**To-do item**
Please copy every line of the items below word for word, leaving out the pictures.

[Stored items]
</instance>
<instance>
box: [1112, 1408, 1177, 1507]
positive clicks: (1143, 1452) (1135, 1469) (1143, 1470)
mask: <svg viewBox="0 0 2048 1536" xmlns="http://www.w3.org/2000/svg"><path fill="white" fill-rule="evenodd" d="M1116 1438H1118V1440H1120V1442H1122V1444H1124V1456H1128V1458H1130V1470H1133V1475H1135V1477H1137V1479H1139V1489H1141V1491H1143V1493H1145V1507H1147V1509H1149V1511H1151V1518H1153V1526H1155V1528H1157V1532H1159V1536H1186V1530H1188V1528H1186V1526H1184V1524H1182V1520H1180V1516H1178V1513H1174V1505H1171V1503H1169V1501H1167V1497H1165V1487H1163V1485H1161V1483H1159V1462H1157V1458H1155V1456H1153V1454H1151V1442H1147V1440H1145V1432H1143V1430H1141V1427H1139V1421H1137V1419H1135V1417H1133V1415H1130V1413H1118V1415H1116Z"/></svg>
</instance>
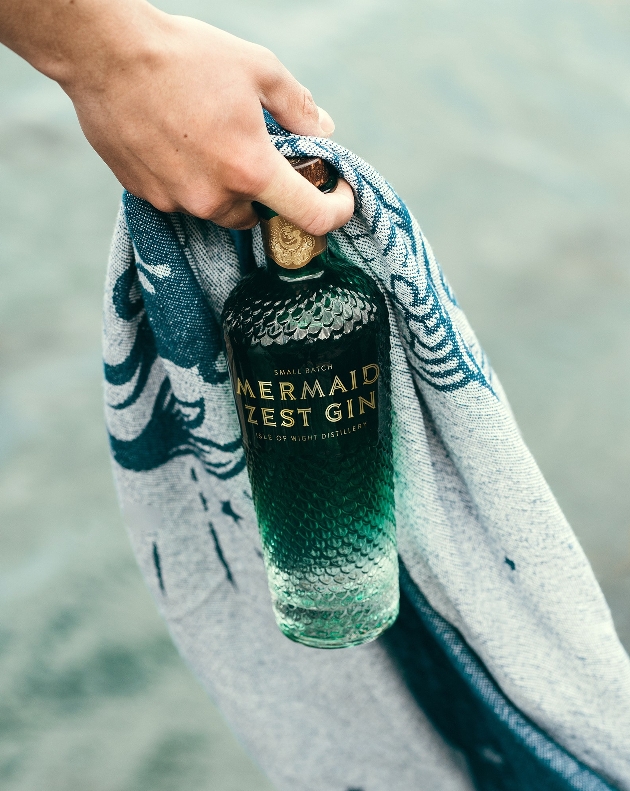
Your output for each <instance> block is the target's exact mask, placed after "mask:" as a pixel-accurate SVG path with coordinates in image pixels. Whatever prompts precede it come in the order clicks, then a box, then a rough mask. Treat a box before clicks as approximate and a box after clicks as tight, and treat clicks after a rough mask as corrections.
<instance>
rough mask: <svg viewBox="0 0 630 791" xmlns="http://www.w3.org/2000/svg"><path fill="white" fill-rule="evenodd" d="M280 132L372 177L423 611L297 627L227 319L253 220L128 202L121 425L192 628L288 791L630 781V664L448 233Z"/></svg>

**Response area**
</instance>
<instance>
box: [1112, 1408, 1177, 1507]
positive clicks: (1143, 1452) (1135, 1469) (1143, 1470)
mask: <svg viewBox="0 0 2048 1536" xmlns="http://www.w3.org/2000/svg"><path fill="white" fill-rule="evenodd" d="M1116 1438H1118V1440H1120V1442H1122V1444H1124V1456H1128V1458H1130V1470H1133V1475H1135V1477H1137V1479H1139V1489H1141V1491H1143V1493H1145V1507H1147V1509H1149V1511H1151V1518H1153V1526H1155V1528H1157V1532H1159V1536H1186V1530H1188V1528H1186V1526H1184V1524H1182V1520H1180V1516H1178V1513H1174V1505H1171V1503H1169V1501H1167V1497H1165V1487H1163V1485H1161V1483H1159V1462H1157V1458H1155V1456H1153V1454H1151V1442H1147V1440H1145V1432H1143V1430H1141V1427H1139V1421H1137V1419H1135V1417H1133V1415H1130V1413H1118V1415H1116Z"/></svg>
</instance>
Your output for each <instance> block is the target's exact mask, placed after "mask:" as a pixel-accurate SVG path with coordinates in image pixels. Whatever prompts precede it come in the order clicks, then a box, then a rough mask. Treat a box before clicks as approximate and a box after clicks as tight, and treat clicks after a rough mask as corrections.
<instance>
rough mask: <svg viewBox="0 0 630 791" xmlns="http://www.w3.org/2000/svg"><path fill="white" fill-rule="evenodd" d="M280 132L372 177L423 611L297 627L227 319L253 220L128 202L121 425L192 628L288 791L630 781V664L448 233Z"/></svg>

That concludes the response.